Średnio dwa razy w roku witane są trojaczki w szpitalu „Zdroje”. Co ciekawe, w tym roku dwa takie porody już miały miejsce i to w odstępstwie zaledwie trzech tygodni. Pod koniec lutego personel placówki przywitał na świecie pierwsze męskie trio – Ignasia, Mikołaja i Jasia. Po kilkunastu dniach można było usłyszeć kolejny „męski tercet” – 17 marca urodzili się Bruno, Szymon i Tymon.

Pierwsze tegoroczne trojaczki urodziły się w szpitalu „Zdroje” 25 lutego. Ze względu na pogarszający się stan zdrowia mamy i płodów specjaliści podjęli decyzję o pilnym zakończeniu ciąży. Chłopcy przyszli na świat w 31. tygodniu ciąży.

Nie potrafili samodzielnie oddychać

Pierwszy urodził się Ignacy z masą urodzeniową 1310 gram. Minutę później na świat przyszedł Mikołaj ważący 1460 gram. Jako ostatni urodził się najmniejszy Jaś, który ważył zaledwie 1140 gram. Noworodki urodziły się w stanie średnim i wymagały natychmiastowych czynności resuscytacyjnych. Po porodzie trafiły od razu na Oddział Intensywnej Terapii Noworodka.

– W tym przypadku głównym powikłaniem było wcześniactwo. Dzieci nie były zdolne do samodzielnego oddychania i wymagały wsparcia oddechowego. Na szczęście niezbyt długo, bo już po tygodniu odłączyliśmy je od respiratorów – mówi dr n. med. Jacek Platan, lekarz kierujący Oddziałem Noworodków, Patologii i Intensywnej Terapii szpitala „Zdroje” w Szczecinie.

Po 6 tygodniach pobytu na oddziale chłopcy wspólnie z rodzicami udali się do Kobylanki, gdzie z niecierpliwością wyczekiwali na nich dziadkowie.

Kolejny „męski tercet”

Natomiast 24 lutego, dzień przed porodem pierwszych trojaczków, na Oddział Patologii Ciąży szpitala „Zdroje” trafiła spodziewająca się także trójki potomków pani Justyna. Podkreśla, że ten dzień zapamięta do końca życia. Kobieta przypuszcza, że wybuch wojny w Ukrainie i stres z tym związany spowodowały, że tego dnia poczuła się gorzej.

– Na szczęście specjalistom udało się przedłużyć ciążę do 33. tygodnia, który to uznawany jest za w miarę bezpieczny dla zakończenia ciąż wielopłodowych – informuje Magdalena Knop, rzecznik prasowa szpitala „Zdroje”. – W międzyczasie lekarze podali pacjentce odpowiednie sterydy, które przyspieszyły dojrzewanie płuc płodów.

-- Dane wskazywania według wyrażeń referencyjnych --

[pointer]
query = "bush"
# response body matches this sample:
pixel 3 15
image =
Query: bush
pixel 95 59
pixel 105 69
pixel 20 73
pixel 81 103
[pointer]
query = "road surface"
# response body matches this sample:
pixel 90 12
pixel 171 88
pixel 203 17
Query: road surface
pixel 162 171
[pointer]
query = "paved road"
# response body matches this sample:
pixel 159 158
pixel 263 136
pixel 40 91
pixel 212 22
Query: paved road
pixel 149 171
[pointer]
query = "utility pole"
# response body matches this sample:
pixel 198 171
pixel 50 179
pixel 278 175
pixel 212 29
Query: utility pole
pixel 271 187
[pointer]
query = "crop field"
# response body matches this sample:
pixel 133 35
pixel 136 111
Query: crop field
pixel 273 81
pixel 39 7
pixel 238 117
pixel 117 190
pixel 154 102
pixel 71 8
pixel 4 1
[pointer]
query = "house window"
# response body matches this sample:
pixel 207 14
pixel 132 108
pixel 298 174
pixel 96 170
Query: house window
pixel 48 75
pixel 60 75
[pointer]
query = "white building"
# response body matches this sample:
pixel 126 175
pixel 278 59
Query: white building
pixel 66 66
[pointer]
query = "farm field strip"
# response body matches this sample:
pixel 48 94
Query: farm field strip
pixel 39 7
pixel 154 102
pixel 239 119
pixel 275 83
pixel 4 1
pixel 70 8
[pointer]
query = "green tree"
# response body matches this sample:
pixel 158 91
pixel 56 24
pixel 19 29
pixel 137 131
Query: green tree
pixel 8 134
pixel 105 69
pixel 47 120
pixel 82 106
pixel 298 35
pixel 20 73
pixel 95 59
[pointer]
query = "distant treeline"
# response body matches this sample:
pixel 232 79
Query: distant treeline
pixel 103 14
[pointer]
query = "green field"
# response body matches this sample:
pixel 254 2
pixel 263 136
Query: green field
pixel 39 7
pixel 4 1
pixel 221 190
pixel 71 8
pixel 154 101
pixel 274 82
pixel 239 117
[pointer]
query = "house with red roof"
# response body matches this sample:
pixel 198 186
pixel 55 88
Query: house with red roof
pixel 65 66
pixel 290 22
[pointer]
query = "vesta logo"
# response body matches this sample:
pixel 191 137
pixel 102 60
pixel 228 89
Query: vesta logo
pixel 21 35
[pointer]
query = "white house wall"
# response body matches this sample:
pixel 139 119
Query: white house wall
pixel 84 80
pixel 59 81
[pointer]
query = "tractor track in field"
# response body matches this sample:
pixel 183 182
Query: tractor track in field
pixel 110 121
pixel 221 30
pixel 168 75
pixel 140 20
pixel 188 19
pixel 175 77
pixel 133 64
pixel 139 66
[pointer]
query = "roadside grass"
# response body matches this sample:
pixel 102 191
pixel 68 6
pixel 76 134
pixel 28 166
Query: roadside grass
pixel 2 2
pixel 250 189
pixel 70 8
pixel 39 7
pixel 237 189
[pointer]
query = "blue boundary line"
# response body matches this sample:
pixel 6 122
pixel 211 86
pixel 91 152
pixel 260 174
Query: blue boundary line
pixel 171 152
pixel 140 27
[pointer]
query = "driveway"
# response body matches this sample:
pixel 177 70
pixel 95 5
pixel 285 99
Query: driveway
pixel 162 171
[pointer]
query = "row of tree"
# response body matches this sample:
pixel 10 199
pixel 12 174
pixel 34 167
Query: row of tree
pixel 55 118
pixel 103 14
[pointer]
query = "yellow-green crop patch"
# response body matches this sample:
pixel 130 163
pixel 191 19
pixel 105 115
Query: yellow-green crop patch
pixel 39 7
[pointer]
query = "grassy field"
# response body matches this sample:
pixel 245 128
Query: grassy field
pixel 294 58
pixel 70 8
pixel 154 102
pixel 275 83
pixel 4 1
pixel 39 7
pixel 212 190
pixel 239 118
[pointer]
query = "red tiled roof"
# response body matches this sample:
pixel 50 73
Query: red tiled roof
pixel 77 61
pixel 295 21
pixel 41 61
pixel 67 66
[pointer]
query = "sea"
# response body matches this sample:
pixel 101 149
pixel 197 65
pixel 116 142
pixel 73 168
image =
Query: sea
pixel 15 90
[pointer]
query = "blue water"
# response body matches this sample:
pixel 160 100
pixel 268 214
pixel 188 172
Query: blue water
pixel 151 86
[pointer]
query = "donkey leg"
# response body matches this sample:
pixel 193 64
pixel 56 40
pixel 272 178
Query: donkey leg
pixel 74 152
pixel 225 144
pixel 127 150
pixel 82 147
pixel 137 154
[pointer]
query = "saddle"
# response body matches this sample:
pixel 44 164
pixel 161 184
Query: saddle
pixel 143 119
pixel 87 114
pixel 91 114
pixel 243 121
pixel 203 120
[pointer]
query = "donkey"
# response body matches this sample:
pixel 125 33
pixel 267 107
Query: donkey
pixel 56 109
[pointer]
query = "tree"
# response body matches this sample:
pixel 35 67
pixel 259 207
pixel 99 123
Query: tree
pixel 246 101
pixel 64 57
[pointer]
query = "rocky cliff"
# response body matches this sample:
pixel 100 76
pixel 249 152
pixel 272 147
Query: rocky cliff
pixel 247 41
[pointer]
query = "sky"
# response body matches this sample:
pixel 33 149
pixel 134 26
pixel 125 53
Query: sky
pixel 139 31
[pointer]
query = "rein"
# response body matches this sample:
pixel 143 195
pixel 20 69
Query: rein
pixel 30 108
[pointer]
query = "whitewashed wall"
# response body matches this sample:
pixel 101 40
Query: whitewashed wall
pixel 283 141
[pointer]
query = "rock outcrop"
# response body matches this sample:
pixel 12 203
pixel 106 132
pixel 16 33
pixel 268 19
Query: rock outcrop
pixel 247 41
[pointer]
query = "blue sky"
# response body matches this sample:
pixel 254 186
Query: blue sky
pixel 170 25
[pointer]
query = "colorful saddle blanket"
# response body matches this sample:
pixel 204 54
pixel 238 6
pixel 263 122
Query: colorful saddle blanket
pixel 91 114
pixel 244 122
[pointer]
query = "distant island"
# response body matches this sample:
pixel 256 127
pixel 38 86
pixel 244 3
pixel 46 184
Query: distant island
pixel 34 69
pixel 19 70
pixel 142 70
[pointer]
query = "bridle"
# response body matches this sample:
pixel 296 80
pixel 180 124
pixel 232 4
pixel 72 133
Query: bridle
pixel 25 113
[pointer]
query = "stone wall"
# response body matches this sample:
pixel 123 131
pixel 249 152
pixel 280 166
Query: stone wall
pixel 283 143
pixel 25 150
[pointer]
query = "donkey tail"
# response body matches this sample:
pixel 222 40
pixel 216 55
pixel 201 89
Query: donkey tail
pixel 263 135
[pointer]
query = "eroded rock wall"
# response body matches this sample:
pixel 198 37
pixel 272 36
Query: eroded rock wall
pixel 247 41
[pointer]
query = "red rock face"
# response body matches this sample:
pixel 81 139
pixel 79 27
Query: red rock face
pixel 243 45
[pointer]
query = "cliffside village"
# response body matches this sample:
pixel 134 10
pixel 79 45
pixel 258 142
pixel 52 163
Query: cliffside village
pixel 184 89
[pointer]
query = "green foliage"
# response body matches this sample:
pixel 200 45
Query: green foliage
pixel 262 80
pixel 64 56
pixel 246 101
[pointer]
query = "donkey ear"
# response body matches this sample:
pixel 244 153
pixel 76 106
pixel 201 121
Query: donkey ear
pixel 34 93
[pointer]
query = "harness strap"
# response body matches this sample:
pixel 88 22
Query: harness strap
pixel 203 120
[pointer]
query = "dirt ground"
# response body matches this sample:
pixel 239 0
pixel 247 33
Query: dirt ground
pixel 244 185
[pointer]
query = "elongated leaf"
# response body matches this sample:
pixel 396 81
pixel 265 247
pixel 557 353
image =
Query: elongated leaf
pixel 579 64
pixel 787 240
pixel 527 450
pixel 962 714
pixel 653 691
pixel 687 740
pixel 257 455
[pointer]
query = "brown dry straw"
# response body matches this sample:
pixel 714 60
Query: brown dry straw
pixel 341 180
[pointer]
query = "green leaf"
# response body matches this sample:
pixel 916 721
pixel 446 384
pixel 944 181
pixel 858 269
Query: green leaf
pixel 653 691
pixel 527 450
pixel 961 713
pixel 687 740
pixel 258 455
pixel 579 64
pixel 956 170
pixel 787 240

-- Polecenia do wykonania --
(a) Należy ocenić, czy stwierdzenia (i), (ii) i (iii) są zgodne z tekstem o trojaczkach. Przy każdym proszę odpowiedzieć „tak” lub „nie” i przytoczyć dosłownie rozstrzygające słowa tekstu.
(i) Spośród chłopców urodzonych 25 lutego jako pierwszy przyszedł na świat Mikołaj.
(ii) Lekarze odłączyli noworodki od respiratorów po tygodniu.
(iii) Pani Justyna trafiła na Oddział Patologii Ciąży 24 lutego.
(b) Proszę przepisać bez zmian fragment tekstu o trojaczkach, zaczynając od słów „Po 6 tygodniach” i kontynuując aż do słów „dojrzewanie płuc płodów.”.

-- Lista odpowiedzi --
(a)
(i) Nie: „Pierwszy urodził się Ignacy z masą urodzeniową 1310 gram.”
(ii) Tak: „już po tygodniu odłączyliśmy je od respiratorów”
(iii) Tak: „Natomiast 24 lutego, dzień przed porodem pierwszych trojaczków, na Oddział Patologii Ciąży szpitala „Zdroje” trafiła spodziewająca się także trójki potomków pani Justyna.”

(b)
Po 6 tygodniach pobytu na oddziale chłopcy wspólnie z rodzicami udali się do Kobylanki, gdzie z niecierpliwością wyczekiwali na nich dziadkowie.

Kolejny „męski tercet”

Natomiast 24 lutego, dzień przed porodem pierwszych trojaczków, na Oddział Patologii Ciąży szpitala „Zdroje” trafiła spodziewająca się także trójki potomków pani Justyna. Podkreśla, że ten dzień zapamięta do końca życia. Kobieta przypuszcza, że wybuch wojny w Ukrainie i stres z tym związany spowodowały, że tego dnia poczuła się gorzej.

– Na szczęście specjalistom udało się przedłużyć ciążę do 33. tygodnia, który to uznawany jest za w miarę bezpieczny dla zakończenia ciąż wielopłodowych – informuje Magdalena Knop, rzecznik prasowa szpitala „Zdroje”. – W międzyczasie lekarze podali pacjentce odpowiednie sterydy, które przyspieszyły dojrzewanie płuc płodów.